What you are asked to do
Pull every line containing "laid" from the entries.

Input records
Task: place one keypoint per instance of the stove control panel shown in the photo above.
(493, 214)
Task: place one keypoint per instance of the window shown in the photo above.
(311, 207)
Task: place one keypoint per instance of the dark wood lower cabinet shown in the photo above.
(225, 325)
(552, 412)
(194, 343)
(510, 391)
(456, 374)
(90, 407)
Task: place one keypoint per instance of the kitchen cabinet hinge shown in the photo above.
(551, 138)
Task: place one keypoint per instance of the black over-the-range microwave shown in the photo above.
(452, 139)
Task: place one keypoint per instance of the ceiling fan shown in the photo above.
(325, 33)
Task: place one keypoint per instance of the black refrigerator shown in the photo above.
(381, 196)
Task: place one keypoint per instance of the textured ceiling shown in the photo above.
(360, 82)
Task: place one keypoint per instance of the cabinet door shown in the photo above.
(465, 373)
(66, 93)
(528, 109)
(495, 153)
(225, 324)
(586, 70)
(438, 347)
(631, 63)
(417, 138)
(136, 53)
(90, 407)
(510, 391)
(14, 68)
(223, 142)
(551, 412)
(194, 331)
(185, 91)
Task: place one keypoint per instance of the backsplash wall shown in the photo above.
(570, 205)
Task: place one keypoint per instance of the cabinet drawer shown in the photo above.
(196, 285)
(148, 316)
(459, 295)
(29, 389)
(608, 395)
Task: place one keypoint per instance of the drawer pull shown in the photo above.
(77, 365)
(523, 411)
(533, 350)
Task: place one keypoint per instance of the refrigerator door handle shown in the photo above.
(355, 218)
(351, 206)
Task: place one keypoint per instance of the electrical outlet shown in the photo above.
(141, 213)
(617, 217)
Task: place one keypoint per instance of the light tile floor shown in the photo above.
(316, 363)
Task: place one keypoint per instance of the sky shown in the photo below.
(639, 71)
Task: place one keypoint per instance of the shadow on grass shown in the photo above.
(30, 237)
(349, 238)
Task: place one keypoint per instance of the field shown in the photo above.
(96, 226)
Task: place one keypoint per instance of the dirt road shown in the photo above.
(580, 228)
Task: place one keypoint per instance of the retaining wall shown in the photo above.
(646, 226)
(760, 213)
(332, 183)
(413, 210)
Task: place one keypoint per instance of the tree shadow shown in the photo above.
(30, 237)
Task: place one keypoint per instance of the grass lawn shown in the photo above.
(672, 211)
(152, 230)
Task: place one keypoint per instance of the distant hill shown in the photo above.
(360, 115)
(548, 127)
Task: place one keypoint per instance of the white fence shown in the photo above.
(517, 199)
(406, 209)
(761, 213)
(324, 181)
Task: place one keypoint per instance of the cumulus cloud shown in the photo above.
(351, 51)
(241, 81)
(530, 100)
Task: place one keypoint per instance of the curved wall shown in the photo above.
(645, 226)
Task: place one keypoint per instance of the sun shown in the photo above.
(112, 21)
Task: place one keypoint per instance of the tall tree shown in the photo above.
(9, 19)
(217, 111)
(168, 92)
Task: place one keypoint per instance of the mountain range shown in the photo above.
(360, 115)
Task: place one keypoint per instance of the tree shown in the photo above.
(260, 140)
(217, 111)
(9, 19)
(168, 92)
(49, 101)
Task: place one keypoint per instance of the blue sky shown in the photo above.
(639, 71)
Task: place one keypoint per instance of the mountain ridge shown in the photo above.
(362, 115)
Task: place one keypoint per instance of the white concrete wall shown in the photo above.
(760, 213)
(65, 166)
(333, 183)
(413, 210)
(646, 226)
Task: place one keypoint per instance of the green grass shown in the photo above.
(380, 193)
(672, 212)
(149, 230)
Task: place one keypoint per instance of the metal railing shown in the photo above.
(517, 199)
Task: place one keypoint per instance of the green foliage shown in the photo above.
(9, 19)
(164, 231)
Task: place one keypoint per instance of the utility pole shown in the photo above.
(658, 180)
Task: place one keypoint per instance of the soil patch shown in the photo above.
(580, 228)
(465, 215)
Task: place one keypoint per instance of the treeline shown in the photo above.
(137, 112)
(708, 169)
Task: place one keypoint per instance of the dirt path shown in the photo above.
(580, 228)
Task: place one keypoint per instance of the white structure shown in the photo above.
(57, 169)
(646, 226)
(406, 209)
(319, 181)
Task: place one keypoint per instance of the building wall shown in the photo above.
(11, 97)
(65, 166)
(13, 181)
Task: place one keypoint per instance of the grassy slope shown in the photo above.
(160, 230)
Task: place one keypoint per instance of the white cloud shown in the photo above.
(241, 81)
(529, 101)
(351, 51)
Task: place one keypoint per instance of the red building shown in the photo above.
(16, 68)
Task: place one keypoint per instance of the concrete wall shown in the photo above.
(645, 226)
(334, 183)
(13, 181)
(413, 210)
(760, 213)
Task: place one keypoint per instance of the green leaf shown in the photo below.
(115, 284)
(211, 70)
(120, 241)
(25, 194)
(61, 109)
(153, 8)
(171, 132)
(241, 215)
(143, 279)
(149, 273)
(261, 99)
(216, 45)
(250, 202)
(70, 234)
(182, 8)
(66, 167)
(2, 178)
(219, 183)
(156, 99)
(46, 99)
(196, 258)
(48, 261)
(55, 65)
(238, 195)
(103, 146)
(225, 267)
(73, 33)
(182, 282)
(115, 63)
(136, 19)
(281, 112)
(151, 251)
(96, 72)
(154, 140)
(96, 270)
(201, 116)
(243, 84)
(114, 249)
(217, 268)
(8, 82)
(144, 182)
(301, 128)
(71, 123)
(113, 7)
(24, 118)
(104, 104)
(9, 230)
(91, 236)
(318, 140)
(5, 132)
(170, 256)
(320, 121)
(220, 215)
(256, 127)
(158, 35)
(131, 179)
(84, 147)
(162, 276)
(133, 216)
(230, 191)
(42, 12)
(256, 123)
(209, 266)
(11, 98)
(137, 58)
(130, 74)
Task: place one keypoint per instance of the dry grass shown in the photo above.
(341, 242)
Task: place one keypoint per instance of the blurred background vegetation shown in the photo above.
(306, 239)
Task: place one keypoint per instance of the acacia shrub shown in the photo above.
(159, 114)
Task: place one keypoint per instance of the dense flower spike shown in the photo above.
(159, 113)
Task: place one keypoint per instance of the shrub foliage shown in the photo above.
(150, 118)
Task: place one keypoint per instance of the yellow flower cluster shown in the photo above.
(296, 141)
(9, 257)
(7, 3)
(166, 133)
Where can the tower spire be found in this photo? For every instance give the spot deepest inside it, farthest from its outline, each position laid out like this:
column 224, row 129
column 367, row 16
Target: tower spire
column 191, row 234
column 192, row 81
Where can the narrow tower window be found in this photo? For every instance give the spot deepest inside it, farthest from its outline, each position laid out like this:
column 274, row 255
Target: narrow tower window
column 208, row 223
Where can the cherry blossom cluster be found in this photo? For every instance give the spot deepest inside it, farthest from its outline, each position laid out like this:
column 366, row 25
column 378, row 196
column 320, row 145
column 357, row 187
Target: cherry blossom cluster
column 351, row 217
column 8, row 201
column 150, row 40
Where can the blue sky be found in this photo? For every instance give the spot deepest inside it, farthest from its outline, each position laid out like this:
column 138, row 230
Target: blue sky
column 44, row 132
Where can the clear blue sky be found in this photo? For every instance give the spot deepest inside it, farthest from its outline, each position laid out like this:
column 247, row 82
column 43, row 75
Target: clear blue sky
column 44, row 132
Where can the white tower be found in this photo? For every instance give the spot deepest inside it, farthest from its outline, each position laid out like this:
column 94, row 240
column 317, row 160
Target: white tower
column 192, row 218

Task solution
Where can the tower spire be found in this photo? For every instance give the spot deepest inside it, farthest from its outline, each position laid out like this:
Where can the narrow tower window be found in this photo? For every instance give the spot deepest inside it, farthest from its outline, each position laid out like this:
Where can the cherry blossom cluster be found in this photo? For every instance give the spot deepest inside it, farthest from its outline, each position laid out like this:
Where can the blue sky be found in this photo? For every instance give the spot deepest inside it, farthest from its outline, each position laid out like this:
Where can the clear blue sky be found in this photo? For every instance give the spot deepest inside it, farthest from its outline, each position laid out like this:
Where can the white tower be found in this photo? For every instance give the spot deepest inside it, farthest from its outline, each position laid out like this:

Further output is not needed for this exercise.